== INSTRUCTION ==
Copy verbatim the lines below, from the line containing "# point at: diced" through the line containing "x=513, y=412", both included.

====== RAW RECORDS ======

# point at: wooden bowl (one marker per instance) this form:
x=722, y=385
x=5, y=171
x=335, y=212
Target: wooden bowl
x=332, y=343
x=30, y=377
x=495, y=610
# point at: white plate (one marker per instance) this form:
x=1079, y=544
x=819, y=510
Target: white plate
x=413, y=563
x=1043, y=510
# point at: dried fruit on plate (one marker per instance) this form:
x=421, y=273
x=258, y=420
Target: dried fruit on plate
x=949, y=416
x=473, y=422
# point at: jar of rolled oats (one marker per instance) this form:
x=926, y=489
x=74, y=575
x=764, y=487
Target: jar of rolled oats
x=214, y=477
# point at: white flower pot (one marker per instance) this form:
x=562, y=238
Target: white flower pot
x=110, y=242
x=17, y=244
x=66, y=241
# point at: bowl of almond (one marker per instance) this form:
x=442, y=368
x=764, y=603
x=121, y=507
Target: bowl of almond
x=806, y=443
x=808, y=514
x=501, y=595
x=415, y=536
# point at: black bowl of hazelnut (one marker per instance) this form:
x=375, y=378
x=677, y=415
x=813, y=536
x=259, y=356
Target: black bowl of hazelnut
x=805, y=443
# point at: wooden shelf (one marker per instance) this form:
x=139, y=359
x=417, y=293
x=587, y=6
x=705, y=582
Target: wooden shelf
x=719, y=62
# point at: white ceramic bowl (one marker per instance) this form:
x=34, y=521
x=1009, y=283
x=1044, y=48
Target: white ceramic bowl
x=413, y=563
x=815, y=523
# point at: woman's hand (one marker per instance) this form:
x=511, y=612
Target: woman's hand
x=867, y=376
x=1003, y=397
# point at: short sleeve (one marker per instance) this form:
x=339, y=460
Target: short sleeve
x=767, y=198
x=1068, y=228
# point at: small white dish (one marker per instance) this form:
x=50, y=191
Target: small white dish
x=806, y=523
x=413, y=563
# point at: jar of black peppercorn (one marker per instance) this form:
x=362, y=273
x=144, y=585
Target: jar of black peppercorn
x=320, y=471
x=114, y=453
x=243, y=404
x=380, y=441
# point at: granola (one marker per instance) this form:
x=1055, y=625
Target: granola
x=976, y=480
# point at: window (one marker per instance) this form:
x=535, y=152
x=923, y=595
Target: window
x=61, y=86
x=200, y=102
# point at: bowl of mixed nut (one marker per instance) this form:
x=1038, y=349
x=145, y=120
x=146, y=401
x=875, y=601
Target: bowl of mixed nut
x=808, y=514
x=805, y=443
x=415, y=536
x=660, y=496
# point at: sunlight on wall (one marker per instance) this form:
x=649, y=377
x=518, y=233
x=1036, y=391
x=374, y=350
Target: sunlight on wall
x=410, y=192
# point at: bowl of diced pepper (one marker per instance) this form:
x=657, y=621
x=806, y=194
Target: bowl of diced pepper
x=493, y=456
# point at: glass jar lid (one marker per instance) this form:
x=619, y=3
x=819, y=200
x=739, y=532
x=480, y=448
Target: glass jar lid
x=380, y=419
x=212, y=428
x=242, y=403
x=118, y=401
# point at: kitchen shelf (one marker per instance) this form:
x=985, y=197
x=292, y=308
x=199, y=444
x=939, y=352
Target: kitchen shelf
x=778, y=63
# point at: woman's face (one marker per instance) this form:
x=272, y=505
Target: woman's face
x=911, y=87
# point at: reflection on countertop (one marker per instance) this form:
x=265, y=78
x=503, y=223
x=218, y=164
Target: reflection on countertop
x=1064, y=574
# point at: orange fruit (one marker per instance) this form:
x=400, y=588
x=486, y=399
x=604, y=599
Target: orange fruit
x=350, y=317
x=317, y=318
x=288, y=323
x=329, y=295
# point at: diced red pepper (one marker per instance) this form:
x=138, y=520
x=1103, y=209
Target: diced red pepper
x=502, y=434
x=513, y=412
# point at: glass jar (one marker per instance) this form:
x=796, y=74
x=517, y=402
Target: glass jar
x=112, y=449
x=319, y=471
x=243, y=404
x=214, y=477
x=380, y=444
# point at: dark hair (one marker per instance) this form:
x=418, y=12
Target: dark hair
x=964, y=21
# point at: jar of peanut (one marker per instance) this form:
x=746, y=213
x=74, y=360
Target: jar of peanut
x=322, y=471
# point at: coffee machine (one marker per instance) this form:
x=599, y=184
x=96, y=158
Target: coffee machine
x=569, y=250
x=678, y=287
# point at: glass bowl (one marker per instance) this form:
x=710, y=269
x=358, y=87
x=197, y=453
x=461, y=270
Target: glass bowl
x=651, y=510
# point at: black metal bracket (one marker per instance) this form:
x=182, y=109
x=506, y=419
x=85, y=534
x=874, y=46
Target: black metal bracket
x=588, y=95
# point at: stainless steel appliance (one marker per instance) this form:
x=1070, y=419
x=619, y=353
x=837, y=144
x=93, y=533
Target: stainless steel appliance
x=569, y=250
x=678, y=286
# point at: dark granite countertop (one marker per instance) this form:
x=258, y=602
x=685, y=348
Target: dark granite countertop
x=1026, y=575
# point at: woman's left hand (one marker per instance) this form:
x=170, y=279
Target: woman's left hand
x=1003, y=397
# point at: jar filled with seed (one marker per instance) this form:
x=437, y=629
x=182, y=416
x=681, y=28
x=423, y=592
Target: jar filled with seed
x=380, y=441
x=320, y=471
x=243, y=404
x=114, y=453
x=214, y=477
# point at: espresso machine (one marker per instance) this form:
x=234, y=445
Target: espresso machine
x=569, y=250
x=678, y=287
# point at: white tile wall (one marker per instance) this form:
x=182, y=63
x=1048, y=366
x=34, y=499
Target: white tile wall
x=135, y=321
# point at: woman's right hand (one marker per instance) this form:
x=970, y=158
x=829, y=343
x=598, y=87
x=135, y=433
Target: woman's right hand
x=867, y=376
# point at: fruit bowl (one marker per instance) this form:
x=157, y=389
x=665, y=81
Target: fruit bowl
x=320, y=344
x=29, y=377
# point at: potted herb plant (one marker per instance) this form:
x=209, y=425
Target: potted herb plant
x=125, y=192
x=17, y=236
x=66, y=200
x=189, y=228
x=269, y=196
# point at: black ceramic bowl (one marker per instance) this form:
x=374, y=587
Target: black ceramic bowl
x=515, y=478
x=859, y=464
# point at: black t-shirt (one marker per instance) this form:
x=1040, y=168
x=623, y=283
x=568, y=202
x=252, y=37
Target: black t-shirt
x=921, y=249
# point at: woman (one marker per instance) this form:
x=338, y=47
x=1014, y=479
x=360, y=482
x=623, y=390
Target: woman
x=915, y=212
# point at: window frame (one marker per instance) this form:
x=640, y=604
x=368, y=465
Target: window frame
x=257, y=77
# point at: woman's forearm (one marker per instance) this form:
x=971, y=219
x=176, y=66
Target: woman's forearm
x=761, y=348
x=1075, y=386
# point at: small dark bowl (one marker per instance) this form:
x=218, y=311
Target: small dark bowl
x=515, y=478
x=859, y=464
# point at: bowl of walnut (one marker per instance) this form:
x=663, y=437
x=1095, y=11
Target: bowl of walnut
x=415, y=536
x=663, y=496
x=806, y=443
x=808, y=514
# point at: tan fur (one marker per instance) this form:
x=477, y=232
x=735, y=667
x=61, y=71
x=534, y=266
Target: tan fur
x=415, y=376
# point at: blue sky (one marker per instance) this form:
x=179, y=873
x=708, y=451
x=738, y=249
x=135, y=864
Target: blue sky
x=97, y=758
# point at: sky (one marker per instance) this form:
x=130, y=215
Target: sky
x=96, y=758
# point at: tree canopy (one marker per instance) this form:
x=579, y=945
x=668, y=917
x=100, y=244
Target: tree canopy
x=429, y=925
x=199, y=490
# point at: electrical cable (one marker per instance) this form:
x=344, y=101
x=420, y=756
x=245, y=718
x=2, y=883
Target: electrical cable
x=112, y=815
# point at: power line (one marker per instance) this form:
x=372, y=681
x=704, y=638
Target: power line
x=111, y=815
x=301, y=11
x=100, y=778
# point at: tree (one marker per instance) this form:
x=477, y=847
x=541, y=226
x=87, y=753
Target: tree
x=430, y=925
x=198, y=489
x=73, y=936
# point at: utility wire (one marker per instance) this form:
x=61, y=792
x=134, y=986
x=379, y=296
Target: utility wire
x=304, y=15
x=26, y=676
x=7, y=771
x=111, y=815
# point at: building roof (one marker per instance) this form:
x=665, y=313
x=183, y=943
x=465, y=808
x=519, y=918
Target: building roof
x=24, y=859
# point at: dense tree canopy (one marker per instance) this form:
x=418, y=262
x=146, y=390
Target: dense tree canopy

======

== TASK RESPONSE ==
# point at: diced red pepper (one marker per instance) this form:
x=138, y=520
x=1103, y=209
Target: diced red pepper
x=502, y=434
x=513, y=412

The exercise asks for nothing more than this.